» **Instructions to follow**
Give the number of lines in the entries below that contain "left". Write nothing besides it.

» **Study material**
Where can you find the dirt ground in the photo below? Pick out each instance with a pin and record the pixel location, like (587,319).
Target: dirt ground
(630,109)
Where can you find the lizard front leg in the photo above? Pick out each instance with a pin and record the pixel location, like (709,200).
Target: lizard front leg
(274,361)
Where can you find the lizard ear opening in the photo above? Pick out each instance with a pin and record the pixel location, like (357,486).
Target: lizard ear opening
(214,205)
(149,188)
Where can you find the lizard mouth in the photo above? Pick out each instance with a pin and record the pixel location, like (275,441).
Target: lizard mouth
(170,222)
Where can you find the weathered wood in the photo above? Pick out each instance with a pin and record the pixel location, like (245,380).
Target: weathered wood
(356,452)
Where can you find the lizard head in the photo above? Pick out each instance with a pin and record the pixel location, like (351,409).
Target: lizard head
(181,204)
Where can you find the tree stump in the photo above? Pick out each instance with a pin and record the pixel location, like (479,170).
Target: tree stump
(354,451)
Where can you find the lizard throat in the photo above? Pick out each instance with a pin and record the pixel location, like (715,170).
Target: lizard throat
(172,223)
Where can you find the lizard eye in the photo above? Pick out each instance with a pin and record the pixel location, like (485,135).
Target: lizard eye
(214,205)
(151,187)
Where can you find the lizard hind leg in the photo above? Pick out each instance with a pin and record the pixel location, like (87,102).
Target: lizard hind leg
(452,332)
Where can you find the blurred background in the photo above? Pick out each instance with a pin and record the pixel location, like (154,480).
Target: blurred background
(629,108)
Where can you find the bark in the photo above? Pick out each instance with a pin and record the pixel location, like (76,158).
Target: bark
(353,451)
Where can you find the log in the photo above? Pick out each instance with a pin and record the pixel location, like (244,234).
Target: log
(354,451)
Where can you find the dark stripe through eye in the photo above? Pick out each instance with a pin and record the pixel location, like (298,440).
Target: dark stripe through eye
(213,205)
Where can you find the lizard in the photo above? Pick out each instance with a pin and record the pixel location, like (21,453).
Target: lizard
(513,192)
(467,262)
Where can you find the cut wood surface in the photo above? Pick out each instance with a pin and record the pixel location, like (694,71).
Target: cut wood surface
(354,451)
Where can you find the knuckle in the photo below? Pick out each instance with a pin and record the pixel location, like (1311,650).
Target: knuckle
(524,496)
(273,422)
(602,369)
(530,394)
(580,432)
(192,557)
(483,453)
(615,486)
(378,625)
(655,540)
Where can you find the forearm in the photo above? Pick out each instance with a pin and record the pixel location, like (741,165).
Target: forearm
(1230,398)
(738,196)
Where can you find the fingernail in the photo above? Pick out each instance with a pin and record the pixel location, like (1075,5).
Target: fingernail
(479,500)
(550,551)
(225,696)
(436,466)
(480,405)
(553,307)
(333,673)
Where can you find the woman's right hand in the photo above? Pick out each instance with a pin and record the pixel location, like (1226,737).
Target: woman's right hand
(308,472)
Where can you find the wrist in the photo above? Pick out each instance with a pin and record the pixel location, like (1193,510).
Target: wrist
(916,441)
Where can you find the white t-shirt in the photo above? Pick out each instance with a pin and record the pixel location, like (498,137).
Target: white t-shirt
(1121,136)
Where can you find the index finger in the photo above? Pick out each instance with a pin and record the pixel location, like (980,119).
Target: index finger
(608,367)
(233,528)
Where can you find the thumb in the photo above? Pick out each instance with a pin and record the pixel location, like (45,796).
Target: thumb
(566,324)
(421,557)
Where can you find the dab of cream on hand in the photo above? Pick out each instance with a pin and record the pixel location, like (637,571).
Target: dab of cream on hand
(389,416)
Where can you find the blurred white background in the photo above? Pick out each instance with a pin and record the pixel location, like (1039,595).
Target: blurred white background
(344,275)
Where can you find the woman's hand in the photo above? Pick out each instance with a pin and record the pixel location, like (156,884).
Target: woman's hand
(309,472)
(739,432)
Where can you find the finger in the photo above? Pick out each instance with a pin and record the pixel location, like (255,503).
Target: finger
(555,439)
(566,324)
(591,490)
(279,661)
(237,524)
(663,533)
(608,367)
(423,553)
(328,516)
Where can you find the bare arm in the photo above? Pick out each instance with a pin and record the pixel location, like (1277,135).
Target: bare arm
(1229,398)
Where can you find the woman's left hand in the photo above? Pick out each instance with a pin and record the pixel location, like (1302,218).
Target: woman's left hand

» **Solution to the exercise**
2